From the records below, extract every line that contains the string "conifer", treating uppercase and lowercase letters as distinct. Reproduce each matching line in full.

[A block of data]
>> begin

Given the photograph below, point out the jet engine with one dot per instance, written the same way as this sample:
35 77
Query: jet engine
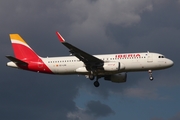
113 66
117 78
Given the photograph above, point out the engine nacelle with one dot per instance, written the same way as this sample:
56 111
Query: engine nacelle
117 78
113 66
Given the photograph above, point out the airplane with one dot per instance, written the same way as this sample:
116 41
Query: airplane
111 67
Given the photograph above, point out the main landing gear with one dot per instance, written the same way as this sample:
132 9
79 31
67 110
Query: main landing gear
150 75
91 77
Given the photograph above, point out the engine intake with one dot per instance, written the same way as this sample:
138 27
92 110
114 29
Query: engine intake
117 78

>> end
>> begin

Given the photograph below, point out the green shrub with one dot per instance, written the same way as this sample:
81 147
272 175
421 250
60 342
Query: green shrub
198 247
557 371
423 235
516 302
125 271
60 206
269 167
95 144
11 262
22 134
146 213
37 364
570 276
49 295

>> end
>> begin

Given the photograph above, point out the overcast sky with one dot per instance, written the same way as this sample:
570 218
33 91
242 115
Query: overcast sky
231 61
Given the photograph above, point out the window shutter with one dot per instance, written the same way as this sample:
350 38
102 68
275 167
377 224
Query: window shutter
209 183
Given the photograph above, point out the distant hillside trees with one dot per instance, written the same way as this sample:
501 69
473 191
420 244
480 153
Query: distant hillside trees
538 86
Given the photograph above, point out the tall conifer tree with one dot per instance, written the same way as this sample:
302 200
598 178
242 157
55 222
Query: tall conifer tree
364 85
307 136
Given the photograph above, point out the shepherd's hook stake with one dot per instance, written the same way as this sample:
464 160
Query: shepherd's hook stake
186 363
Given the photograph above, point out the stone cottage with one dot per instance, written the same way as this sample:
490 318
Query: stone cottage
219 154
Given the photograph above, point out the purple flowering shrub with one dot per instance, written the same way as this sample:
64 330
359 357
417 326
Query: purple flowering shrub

>> end

= FINAL RESULT =
Given the photograph above, point out the tall conifer tree with one dot per instance, written the same way as this sample:
Query: tall conifer tree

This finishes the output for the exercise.